● **Problem requirements**:
Please pull out every line below that contains the word "purple".

begin Raw records

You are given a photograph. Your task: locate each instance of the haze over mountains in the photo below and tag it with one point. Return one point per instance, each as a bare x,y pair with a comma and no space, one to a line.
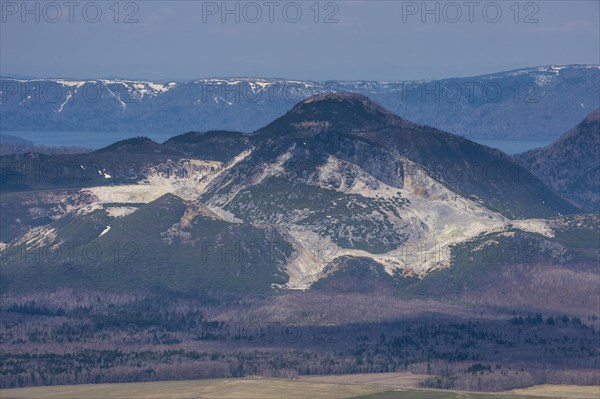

end Raw records
begin Raw records

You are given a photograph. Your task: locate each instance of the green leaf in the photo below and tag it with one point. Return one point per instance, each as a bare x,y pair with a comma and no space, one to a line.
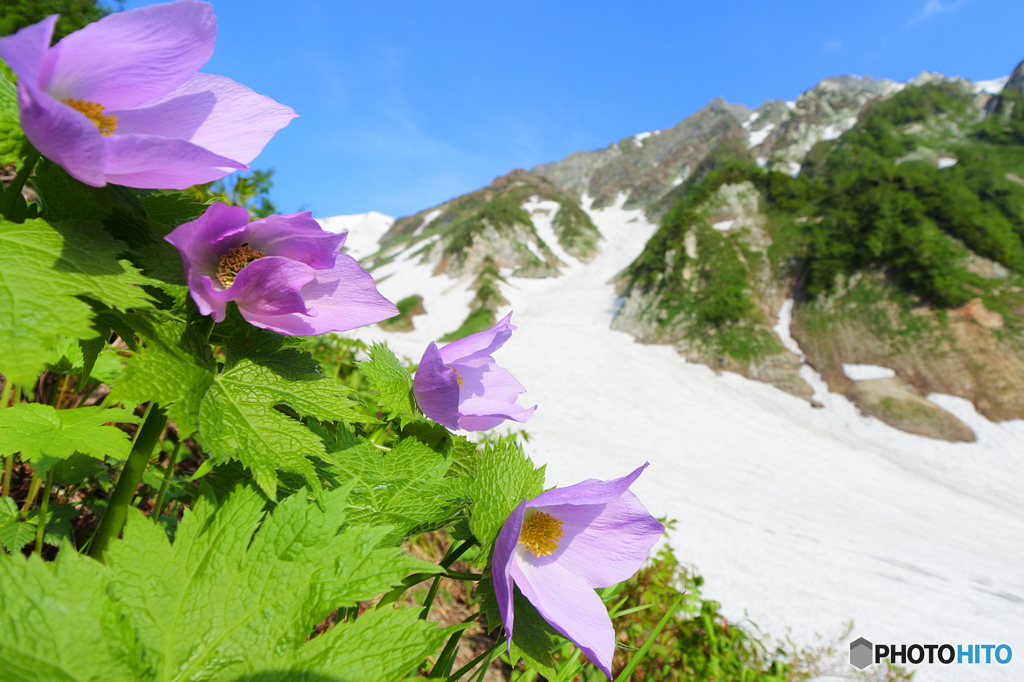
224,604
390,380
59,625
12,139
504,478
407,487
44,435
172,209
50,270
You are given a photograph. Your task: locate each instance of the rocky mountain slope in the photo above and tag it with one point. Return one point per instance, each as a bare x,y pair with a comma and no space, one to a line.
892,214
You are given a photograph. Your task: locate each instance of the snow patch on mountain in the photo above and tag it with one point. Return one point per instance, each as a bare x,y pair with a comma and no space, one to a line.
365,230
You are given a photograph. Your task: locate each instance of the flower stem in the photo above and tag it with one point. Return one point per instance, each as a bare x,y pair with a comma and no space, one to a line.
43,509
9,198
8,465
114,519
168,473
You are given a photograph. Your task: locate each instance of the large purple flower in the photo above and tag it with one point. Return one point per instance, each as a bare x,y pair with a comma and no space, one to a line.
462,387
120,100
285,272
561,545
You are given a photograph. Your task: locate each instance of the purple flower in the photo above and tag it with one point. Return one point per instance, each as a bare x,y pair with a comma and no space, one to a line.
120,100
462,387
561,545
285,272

end Raw records

● **Written answer**:
You are given a photograph. Your task: locate each instance of the large purple flower in the photo above and tag it with one point. Return one point per instance, each as a bare x,y pair with a comma and no space, one to a line.
You are given a photograph. Your task: locate each instance of the purple flower in the photo above and tag it with one point. Return one point per instance, each as a bare x,y pair with a comma and no space, one to a line.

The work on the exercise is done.